Desde mi más tierna infancia, he sentido un amor especial por el hipopótamo. Siempre me ha parecido una criatura angelical, rozando la perfección estética (con sus proporciones no asumibles por el ser humano), y siendo un modelo ejemplar de animal en lo que a comportamiento emocional se refiere. Una joya.

Como casi todo el mundo conoce, la etimología de la palabreja proviene de la combinación de dos vocablos griegos: hipos (caballo) y potamós (río): caballo de río. A causa de este nombre, el hipopótamo se ha visto obligado –desde hace millones de años (exactamente, desde que se separó de su hermano mamífero, la ballena)- a vivir en los ríos.

Al animalito de marras, le encanta el agua, su medio natural, su vida. A veces, se pasa dieciséis horas “enaguado”, respirando, solamente, cada cinco minutos. Me pregunto yo, ¿por qué carambas los descendientes de los primates -o sea, nosotros- tenemos que respirar tantas veces? ¿Hace falta dar tanto trabajo a nuestros pulmones y demás vías respiratorias? Medítenlo, por favor.

El cariño que yo profeso a los hipopótamos no procede de un sentimiento racional complejo, sino de una especie de soplo de mi corazón que, ardiendo, insufla arrebatos de amor hacia esta pobre bestia. Lo mío es, de verdad, amor eterno, sin tapujos, sin exigencias, sin mentiras y con una fidelidad a prueba de bomba.

Tuve la ocasión, hace ya unos cuantos abriles, de sostener en mis brazos a un hipopótamo recién nacido. El suceso tuvo lugar en el parque zoológico de Barcelona, ciudad de Ferias y Congresos. Los responsables del zoo, prevenidos sobre mi filia hipopotámica, tuvieron la amabilidad de ponerse en contacto conmigo para invitarme a visitar a un hipopótamo recién nacido; en cautividad, pero, finalmente, nacido.

* Tareas por hacer *
1. Según el texto sobre el hipopótamo, ¿en qué lugar sostuvo el autor en sus brazos a un hipopótamo recién nacido?
2. Extrae del texto sobre el hipopótamo, sin cambiar nada, el fragmento que va desde "El cariño que" hasta "prueba de bomba.", ambos incluidos.
3. Continúa el texto sobre el hipopótamo a partir de su última oración.
El listado no tiene relación con el texto sobre el hipopótamo.

* Listado *
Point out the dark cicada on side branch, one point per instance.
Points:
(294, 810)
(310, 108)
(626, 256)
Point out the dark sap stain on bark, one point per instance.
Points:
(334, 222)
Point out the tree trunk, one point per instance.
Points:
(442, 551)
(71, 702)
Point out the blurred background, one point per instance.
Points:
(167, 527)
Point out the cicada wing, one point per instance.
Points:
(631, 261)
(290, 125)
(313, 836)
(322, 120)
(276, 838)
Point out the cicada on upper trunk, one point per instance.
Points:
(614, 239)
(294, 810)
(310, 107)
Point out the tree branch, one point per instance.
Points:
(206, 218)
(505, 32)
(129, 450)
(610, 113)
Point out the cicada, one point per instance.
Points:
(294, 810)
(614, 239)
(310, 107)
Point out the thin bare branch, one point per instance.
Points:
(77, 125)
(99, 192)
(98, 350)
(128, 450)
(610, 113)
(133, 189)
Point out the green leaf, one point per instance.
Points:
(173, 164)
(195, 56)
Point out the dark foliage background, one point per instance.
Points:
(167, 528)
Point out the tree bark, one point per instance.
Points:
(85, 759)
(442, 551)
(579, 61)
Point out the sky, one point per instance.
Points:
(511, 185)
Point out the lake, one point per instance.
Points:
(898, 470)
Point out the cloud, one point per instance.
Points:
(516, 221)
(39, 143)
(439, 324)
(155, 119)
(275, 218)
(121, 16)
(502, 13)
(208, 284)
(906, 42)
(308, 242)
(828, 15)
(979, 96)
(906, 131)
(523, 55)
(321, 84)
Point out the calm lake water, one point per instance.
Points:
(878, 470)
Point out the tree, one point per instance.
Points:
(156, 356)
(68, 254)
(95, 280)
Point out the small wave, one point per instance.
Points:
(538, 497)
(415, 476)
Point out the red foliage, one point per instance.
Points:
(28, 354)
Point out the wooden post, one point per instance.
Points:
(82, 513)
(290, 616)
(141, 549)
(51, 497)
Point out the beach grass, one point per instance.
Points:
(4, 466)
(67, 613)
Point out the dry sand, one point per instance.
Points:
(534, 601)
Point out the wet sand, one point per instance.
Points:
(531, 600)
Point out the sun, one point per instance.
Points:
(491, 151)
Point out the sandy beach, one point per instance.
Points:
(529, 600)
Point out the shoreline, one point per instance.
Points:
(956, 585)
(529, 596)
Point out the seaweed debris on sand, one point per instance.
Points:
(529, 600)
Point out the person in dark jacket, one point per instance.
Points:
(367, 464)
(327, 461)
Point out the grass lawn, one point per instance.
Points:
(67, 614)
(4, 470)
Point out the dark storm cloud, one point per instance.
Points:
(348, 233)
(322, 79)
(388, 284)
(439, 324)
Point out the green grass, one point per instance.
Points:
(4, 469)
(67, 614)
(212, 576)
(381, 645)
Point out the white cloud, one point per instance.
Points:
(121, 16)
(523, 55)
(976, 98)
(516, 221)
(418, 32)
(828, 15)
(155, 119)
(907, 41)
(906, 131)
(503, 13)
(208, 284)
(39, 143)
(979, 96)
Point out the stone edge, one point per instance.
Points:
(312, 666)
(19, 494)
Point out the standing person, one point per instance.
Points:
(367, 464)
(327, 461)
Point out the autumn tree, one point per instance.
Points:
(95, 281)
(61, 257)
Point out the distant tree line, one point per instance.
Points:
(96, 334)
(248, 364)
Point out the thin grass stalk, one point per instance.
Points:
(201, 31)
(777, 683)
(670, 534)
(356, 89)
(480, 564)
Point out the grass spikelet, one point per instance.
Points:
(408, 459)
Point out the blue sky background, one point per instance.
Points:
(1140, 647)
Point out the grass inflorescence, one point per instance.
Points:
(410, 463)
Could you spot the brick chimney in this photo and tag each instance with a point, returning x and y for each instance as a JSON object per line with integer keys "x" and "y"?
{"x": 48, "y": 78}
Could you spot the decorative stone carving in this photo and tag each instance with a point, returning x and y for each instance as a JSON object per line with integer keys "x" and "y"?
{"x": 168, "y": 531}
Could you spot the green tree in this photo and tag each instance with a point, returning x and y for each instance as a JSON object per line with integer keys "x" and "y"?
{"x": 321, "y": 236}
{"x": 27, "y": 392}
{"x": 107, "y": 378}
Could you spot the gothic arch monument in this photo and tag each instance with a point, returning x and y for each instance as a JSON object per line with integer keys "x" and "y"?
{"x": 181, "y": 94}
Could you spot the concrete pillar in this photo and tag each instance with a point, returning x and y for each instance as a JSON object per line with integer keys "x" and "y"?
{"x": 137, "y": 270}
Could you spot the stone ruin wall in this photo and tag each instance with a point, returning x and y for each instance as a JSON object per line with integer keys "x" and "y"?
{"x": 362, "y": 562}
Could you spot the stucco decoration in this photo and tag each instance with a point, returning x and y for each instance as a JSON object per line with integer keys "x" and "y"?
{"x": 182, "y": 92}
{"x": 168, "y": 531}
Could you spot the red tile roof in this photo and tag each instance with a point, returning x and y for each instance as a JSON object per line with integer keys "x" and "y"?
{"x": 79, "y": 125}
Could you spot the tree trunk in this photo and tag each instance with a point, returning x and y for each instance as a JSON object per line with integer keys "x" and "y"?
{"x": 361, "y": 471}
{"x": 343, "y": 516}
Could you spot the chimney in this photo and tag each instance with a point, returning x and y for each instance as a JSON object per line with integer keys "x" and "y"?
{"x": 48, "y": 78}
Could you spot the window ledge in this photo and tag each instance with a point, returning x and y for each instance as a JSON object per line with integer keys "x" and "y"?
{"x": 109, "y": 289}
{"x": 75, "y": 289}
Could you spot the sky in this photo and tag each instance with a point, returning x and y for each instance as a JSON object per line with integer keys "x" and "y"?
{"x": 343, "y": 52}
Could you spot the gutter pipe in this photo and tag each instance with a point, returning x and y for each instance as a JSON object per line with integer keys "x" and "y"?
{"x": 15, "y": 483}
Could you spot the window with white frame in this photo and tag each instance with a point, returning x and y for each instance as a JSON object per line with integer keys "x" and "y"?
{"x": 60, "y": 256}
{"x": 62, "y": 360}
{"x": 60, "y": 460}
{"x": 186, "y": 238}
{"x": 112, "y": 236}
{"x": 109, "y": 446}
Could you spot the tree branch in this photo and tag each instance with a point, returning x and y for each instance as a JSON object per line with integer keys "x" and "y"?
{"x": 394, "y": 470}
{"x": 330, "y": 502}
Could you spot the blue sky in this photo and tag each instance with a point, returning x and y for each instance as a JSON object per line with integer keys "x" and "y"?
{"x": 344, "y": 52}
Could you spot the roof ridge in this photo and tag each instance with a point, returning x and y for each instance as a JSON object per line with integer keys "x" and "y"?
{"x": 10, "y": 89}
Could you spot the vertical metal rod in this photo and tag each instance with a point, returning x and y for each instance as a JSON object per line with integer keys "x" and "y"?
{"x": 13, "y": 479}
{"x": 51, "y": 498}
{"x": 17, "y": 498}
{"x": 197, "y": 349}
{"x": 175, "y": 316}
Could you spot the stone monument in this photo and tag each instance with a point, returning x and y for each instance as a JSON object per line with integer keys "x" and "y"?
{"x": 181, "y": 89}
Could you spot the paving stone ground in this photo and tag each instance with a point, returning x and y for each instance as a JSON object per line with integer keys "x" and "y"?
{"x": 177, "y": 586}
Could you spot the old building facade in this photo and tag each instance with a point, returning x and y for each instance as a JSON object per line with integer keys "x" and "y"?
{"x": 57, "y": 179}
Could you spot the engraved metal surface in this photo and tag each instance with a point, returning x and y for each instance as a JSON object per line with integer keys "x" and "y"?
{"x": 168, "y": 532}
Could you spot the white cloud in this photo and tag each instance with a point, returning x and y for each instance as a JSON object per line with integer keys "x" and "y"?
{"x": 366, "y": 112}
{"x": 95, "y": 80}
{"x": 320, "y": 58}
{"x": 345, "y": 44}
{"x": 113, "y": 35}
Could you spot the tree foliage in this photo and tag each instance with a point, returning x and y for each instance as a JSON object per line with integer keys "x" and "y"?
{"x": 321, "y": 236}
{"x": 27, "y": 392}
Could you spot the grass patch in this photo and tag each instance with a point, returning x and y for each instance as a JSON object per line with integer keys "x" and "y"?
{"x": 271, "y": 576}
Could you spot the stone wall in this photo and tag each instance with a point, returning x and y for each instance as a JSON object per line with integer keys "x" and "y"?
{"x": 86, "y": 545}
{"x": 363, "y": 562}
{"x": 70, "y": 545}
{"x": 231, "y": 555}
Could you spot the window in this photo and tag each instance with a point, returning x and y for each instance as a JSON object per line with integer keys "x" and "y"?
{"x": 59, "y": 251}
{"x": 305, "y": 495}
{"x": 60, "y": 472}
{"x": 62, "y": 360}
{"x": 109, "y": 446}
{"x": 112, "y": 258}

* Resultados del ejercicio *
1. En el parque zoológico de Barcelona.

2.
El cariño que yo profeso a los hipopótamos no procede de un sentimiento racional complejo, sino de una especie de soplo de mi corazón que, ardiendo, insufla arrebatos de amor hacia esta pobre bestia. Lo mío es, de verdad, amor eterno, sin tapujos, sin exigencias, sin mentiras y con una fidelidad a prueba de bomba.

3.
Fue tal la emoción que me embargó cuando me lo presentaron que –mirándole directamente a los ojitos – no pude llegar a evitar que unas lagrimitas de felicidad se desprendieran por mis mejillas. Yo tenía, abrazados, cincuenta y tres “quilitos” de carne fresca, pura ternura, sana dulzura. Estaba húmedo. Era macho (copulan y paren debajo del agua…¡toma ya!) y su finísima piel, tersa y suave, rozaba la desnudez de mis manos…

Al cabo de cierto tiempo, 'mi' hipopótamo –bautizado 'Popotitos', como el famoso rock- ya pesaba unas tres toneladas de nada. Y aun así, su agilidad mental y física asombraba a todo el mundo. Mi 'Popotitos', ahora mismo, alcanza los treinta quilómetros por hora…en distancias cortas, ¡eso sí!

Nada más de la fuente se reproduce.